# SOURCE EXCERPT

The dogs have an enemy in the vicious cat Seymour (also voiced by Frank Welker), as well as the ubiquitous dog catcher Herman (also voiced by Peter Cullen) and his dimwitted Rottweiler assistant Rot (also voiced by Frank Welker). Each week, Rude Dog and company balance their delivery duties with attempts to elude the persistent Seymour, Herman, and Rot.

==Distribution==
The show aired in the United States on CBS from September 16, 1989 to December 16, 1989 for one season. It was also broadcast around the world on various channels such as the BBC, The Children's Channel, Sky1, Gold and Nickelodeon in the United Kingdom, Network Ten and Fox Kids in Australia, M-Net, SABC 1 and SABC 2 in South Africa, Club Super3 in Spain, ZNBC in Zambia, TV1 and TV3 in Malaysia, Dubai 33 in the United Arab Emirates, Mediacorp Channel 5 and Prime 12 in Singapore, TVB Pearl in Hong Kong, GMA Network in the Philippines, Magic Kids in Argentina, TV3 in Sweden, Star Plus in India, TVRI in Indonesia, TV2 in New Zealand and ZBC TV in Zimbabwe.

==Ownership==
Ownership of the series passed to Disney in 2001 when Disney acquired Fox Kids Worldwide, which also includes Marvel Productions. The series is not available on Disney+.

==Episodes==

| No. | Title | Original release date |
| 1 | "Hello, Mr. Kitty? / The Fish Who Went Moo" | September 16, 1989 |
Rude Dog takes the Dweebs to the zoo so they can learn the dynamic between cats and dogs. The Dweebs are interested in having a pet, specifically a fish. Barney accidentally brings home a cow that says "maa" instead of "moo", prompting the dogs to go find its owner.
| 2 | "Dweebiest Dog on the Beach / Dweeb-Illac Dilemma" | September 23, 1989 |
While having a fun day at the beach, the Dweebs see a flyer for a talent show and decide to participate. However, the talent show ends up being a scheme by Herman and Rot to take the dogs to the pound. Rude Dog and Tweek go and get pizza, but the pizza accidentally ends up on the hubcap of the Pink Cadillac when the other Dweebs are trying to clean the car and Reggie loses the hubcap.
| 3 | "No Dweebs Aloud / Ding-a-Ling Kitty" | September 30, 1989 |
Rude Dog takes the Dweebs to a museum so they won't be bored. Despite the "No Dweebs Allowed" sign, the dogs manage to get in using a disguise, which Herman and Rot take advantage of. Seymour develops amnesia and thinks he's a dog, so the Dweebs attempt to make Seymour adapt to their lifestyle.

# RECORDS PROVIDED

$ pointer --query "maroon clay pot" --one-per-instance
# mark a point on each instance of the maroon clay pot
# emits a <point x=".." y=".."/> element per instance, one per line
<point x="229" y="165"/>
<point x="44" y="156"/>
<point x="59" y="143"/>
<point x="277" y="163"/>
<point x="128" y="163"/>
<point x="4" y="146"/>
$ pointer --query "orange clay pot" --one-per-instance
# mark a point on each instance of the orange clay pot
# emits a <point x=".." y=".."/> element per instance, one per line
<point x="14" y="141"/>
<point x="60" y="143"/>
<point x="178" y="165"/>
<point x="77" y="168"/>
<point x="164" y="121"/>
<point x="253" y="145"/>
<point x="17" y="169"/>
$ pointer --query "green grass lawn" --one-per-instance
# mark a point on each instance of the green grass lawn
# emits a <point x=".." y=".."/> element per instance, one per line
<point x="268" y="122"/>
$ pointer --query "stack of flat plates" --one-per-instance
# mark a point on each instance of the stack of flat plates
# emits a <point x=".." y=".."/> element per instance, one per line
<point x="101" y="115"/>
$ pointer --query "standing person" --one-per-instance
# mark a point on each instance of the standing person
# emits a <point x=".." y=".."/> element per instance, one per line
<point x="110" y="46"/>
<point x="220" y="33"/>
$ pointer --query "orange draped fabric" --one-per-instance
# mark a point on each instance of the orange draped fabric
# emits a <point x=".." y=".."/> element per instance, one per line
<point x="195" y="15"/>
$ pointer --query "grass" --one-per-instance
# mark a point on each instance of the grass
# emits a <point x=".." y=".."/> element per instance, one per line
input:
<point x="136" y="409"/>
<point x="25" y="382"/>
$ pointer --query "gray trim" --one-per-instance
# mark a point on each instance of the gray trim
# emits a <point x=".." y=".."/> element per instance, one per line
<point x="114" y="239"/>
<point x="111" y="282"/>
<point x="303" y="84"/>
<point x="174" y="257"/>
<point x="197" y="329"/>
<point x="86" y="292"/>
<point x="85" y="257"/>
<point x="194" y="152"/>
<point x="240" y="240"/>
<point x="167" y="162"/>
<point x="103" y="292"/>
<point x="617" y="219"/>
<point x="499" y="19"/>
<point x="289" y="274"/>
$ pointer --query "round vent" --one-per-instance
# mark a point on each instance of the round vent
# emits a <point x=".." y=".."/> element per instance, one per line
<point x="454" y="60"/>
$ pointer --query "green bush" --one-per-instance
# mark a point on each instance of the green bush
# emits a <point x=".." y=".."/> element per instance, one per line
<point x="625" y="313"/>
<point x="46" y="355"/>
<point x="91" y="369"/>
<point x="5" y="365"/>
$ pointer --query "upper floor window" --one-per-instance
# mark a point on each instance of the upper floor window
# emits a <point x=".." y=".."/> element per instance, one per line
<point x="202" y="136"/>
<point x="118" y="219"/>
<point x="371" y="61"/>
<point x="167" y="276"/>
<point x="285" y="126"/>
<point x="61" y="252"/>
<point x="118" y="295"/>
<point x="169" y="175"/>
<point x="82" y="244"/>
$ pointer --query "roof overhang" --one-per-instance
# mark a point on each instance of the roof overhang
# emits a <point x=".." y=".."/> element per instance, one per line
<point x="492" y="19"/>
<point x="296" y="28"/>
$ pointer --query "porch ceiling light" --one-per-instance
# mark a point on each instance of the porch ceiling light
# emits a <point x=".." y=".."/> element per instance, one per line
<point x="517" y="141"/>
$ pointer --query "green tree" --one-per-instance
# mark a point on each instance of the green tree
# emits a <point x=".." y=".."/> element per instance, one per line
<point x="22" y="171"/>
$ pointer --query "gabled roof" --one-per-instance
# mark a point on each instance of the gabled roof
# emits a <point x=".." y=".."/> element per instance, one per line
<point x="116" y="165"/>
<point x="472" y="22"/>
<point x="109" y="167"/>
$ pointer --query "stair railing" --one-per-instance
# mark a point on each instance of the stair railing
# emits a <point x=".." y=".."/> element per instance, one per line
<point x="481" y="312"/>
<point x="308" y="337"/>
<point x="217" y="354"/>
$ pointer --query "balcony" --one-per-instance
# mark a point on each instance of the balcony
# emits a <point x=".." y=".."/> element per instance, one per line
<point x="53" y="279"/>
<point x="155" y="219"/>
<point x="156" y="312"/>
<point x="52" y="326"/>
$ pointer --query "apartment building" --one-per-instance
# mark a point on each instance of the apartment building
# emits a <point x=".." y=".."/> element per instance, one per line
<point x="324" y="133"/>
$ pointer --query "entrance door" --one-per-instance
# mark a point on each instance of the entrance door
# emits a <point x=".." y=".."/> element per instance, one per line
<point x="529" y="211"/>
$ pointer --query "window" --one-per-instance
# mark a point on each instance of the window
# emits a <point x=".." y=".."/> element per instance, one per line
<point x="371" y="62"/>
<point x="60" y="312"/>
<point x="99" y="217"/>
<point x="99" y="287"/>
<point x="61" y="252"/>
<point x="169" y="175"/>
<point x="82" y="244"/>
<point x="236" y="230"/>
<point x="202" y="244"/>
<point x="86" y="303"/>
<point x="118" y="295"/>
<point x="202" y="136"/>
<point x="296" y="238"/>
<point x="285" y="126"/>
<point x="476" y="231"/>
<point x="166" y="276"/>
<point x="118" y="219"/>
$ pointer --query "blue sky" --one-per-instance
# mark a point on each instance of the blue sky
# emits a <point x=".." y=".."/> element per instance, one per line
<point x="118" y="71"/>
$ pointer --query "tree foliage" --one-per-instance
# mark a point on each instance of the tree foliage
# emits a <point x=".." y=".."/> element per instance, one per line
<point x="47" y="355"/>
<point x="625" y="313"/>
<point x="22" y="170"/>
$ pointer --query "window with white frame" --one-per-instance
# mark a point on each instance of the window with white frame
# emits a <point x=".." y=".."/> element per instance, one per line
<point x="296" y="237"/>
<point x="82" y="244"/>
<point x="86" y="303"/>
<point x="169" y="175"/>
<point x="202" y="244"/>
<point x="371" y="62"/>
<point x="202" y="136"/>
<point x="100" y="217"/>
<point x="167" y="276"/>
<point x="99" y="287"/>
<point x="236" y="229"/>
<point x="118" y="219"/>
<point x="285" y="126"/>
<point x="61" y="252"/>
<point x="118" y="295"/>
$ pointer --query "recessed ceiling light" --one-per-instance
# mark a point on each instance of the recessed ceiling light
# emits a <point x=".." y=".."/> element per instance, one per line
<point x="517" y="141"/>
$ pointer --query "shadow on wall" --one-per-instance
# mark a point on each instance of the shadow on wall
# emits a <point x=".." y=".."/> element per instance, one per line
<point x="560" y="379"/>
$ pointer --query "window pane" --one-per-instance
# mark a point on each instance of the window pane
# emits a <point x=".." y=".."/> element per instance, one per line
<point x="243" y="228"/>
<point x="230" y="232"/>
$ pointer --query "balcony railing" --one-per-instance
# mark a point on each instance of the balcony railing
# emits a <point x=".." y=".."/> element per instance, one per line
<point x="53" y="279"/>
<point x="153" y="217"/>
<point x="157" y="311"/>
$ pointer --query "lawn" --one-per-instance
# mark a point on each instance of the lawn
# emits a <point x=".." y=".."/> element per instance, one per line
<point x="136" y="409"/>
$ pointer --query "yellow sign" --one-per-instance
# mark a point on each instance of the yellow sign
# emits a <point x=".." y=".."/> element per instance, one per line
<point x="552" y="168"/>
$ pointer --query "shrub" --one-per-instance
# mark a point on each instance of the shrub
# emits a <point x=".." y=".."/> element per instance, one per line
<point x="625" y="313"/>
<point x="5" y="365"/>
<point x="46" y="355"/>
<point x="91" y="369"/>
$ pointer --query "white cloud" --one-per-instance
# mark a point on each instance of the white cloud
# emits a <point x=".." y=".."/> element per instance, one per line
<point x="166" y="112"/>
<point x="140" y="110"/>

# JOBS
(1) According to the Rude Dog excerpt, which company acquired Fox Kids Worldwide in 2001?
(2) List every channel that the Rude Dog excerpt names as broadcasting the show in the United Kingdom.
(3) Print the part of the Rude Dog excerpt between "The dogs have" and "Herman, and Rot.", inclusive.
The material stands apart from the Rude Dog excerpt.

# SOLUTIONS TO EACH TASK
(1) Disney

(2)
- BBC
- The Children's Channel
- Sky1
- Gold
- Nickelodeon

(3)
The dogs have an enemy in the vicious cat Seymour (also voiced by Frank Welker), as well as the ubiquitous dog catcher Herman (also voiced by Peter Cullen) and his dimwitted Rottweiler assistant Rot (also voiced by Frank Welker). Each week, Rude Dog and company balance their delivery duties with attempts to elude the persistent Seymour, Herman, and Rot.